◆ What you should do ◆
Rewrite the lines of the listing below, from the line containing "Target: reed bed" through the end of the listing, both ends included, leaving the requests as they are. Multiply every coordinate in the answers by 1.2 and round each to a whole number, with halves rounded up.

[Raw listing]

"""

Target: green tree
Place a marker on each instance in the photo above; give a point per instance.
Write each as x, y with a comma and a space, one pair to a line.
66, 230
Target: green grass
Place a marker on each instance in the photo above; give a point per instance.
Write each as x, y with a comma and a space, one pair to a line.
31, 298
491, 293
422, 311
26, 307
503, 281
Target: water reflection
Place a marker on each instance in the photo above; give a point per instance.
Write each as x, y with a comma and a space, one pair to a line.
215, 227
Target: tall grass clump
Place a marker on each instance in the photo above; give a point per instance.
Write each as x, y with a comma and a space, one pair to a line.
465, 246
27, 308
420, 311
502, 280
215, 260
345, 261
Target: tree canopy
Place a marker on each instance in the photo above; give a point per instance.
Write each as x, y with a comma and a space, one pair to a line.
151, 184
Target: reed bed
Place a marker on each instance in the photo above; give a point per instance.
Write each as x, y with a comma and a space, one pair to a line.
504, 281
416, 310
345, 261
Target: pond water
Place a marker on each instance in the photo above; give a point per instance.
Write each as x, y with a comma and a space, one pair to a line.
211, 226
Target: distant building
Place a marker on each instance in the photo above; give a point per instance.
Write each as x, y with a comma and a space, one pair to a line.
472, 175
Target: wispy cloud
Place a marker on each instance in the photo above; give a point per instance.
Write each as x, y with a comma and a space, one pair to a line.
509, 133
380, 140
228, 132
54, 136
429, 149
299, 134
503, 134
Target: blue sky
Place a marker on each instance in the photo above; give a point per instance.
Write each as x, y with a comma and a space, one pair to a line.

"""

◆ Output ◆
Target: reed bed
Place a marker on each instance in the photo above; give a point per instance.
Write each as x, y with a comma and a space, one pair to a line.
605, 337
499, 372
414, 313
Target: pond water
Place a marker on each instance in the photo above; give a point per instance.
Write each as x, y with a comma and a space, one pair to a line.
253, 271
Target: distant building
Place a marker on each instance in the photo above; give a point per instance.
Write each as x, y with a comma and a space, one pair to a line.
566, 210
Target: wispy cloud
Place a marker on each instance in the photo above; give a point per instance.
Write each as x, y with a comma and a space, one pair to a line.
611, 160
456, 168
274, 158
65, 163
515, 179
359, 161
604, 161
Target: blue sky
Place a marker on each instance in the photo above; give a point per instance.
Write each as x, y with a comma and a space, one pair to a line.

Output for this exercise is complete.